DIRECTIVE – Please copy the listing from the line with "Object detection labeling — target class: butterfly eye." up to and including the line with "458 517 481 540", swapping "space-separated" for "whitespace-separated" and keeping everything else unchanged.

--- DATA TO PROCESS ---

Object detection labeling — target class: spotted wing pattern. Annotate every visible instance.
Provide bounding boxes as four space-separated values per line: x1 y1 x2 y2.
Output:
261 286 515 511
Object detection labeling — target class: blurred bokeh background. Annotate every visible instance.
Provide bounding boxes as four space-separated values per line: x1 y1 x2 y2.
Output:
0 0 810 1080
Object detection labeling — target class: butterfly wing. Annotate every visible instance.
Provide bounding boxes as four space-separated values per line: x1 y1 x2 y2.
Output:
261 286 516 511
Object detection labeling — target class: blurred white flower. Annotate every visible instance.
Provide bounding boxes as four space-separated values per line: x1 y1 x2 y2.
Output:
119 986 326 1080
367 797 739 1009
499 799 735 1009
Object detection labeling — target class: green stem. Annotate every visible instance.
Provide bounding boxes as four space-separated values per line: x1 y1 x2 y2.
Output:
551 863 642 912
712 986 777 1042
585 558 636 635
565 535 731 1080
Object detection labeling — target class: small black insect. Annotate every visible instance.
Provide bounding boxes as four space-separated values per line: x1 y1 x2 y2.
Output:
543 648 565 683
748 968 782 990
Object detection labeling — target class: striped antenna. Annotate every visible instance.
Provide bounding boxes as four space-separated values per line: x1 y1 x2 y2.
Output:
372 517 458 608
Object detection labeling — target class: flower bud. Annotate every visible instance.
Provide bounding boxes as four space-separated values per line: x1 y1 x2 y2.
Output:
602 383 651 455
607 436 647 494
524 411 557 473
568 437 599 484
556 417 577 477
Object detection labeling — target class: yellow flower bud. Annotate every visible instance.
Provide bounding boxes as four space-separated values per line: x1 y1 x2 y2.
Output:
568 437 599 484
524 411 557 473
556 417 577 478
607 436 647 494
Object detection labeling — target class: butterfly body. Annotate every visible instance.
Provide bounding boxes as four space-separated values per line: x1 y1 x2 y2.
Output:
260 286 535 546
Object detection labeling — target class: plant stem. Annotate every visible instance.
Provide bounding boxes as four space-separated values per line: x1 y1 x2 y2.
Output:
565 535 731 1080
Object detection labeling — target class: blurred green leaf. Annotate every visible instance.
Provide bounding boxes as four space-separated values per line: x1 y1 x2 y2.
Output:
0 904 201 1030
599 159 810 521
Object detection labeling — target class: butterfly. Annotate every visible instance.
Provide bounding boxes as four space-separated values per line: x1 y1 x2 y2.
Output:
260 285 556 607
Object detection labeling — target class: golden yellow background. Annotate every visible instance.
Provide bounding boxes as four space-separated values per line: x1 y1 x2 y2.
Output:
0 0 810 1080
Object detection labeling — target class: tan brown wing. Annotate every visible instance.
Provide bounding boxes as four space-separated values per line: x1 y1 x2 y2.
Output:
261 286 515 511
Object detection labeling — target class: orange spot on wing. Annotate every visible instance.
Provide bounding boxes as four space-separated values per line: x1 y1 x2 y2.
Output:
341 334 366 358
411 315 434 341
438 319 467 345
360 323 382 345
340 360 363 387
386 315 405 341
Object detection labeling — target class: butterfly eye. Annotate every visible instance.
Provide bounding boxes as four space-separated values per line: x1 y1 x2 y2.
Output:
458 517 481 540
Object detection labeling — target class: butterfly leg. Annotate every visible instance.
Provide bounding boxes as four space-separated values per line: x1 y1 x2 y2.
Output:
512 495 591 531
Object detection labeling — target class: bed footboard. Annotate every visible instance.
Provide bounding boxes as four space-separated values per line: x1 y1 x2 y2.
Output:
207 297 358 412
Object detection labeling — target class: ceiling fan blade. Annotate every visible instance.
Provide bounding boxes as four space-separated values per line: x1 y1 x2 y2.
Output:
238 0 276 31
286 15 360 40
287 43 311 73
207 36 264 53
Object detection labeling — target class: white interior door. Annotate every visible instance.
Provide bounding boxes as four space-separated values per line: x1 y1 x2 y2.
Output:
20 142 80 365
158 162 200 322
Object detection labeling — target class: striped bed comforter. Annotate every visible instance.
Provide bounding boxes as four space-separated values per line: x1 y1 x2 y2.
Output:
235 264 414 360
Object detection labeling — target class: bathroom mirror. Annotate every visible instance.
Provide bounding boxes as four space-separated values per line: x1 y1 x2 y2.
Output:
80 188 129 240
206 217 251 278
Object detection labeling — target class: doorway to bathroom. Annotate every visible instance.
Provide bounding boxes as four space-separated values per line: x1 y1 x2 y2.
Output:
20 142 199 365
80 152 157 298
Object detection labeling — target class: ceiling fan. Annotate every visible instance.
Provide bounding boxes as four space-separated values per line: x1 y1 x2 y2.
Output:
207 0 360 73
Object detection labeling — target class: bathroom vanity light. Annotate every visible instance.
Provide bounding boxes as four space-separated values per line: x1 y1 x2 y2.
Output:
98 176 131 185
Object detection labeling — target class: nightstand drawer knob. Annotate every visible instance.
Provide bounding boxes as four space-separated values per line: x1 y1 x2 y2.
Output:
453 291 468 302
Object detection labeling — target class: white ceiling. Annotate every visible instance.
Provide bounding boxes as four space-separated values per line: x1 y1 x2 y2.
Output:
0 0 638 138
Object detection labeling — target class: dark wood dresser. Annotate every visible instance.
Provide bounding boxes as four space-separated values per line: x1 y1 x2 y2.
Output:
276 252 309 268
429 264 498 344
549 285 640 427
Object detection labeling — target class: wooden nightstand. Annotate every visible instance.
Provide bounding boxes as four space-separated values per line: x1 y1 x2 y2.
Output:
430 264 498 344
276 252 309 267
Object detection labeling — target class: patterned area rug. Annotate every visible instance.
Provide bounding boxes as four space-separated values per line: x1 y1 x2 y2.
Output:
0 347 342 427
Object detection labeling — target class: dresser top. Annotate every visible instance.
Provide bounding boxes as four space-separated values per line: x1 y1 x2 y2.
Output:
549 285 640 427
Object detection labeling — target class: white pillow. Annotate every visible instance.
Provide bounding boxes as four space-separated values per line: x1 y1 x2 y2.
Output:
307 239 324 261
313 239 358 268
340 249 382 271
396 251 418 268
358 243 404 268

---

SOLUTION –
Object detection labeling — target class: butterfly eye. Annotate every visible instance.
Provide bounding boxes as four whitespace-separated values per line: x1 y1 x2 y2.
Output:
458 517 481 540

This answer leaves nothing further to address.